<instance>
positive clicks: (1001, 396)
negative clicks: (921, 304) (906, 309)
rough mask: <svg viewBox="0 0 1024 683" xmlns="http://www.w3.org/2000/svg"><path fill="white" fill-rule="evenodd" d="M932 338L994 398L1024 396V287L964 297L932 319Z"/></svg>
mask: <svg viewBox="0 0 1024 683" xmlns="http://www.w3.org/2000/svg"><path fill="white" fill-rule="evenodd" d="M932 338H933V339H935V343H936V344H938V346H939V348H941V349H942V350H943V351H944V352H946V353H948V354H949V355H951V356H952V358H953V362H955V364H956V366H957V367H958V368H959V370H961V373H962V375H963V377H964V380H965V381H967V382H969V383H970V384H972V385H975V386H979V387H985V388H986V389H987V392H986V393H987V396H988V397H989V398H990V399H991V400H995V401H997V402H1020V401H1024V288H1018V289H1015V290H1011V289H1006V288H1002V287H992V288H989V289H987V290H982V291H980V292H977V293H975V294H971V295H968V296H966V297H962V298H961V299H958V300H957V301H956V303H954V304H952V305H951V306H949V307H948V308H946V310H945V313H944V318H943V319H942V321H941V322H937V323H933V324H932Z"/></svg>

══════

— YOUR INSTRUCTIONS —
Which of the lines in the material above contain "clicks"? Copy each one out.

— REPLY —
positive clicks: (1001, 396)
negative clicks: (921, 304) (906, 309)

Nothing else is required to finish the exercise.